[start]

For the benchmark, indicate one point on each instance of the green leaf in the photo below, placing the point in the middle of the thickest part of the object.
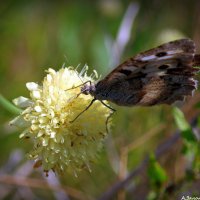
(183, 125)
(155, 172)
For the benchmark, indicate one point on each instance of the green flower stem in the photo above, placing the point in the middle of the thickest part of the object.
(9, 106)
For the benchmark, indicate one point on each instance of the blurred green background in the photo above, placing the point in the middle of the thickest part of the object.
(36, 35)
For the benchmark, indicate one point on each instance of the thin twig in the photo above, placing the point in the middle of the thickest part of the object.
(36, 183)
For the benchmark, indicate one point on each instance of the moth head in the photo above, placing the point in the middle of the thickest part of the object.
(88, 88)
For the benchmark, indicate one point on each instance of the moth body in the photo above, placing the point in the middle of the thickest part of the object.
(161, 75)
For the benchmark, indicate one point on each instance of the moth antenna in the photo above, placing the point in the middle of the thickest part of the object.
(107, 120)
(79, 85)
(93, 100)
(196, 61)
(78, 74)
(108, 106)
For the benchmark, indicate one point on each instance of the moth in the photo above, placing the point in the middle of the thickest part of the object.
(161, 75)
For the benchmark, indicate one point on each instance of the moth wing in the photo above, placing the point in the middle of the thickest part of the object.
(161, 75)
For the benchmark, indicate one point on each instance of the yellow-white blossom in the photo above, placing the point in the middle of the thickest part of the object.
(58, 143)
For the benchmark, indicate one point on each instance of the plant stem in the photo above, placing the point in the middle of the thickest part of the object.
(9, 106)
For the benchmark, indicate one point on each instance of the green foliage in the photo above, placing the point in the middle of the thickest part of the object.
(183, 125)
(156, 173)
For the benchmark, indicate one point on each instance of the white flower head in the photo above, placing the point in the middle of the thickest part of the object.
(58, 143)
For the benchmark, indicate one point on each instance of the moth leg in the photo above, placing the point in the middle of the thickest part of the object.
(109, 116)
(83, 110)
(79, 85)
(108, 106)
(107, 120)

[end]

Stated task:
Write out the records word for word, starting at the line that contains "of the white" and ending with the final line of the records.

Solved problem:
For the benchmark, indicate one point on each instance of the white flower head in the photo above, placing the point in the middle of the thickest part of the object.
(58, 143)
For the benchmark, indicate one point on each instance of the moth leg in the photo above, placing the point in the middle of the thickest part of the object.
(109, 116)
(83, 110)
(79, 85)
(108, 106)
(107, 120)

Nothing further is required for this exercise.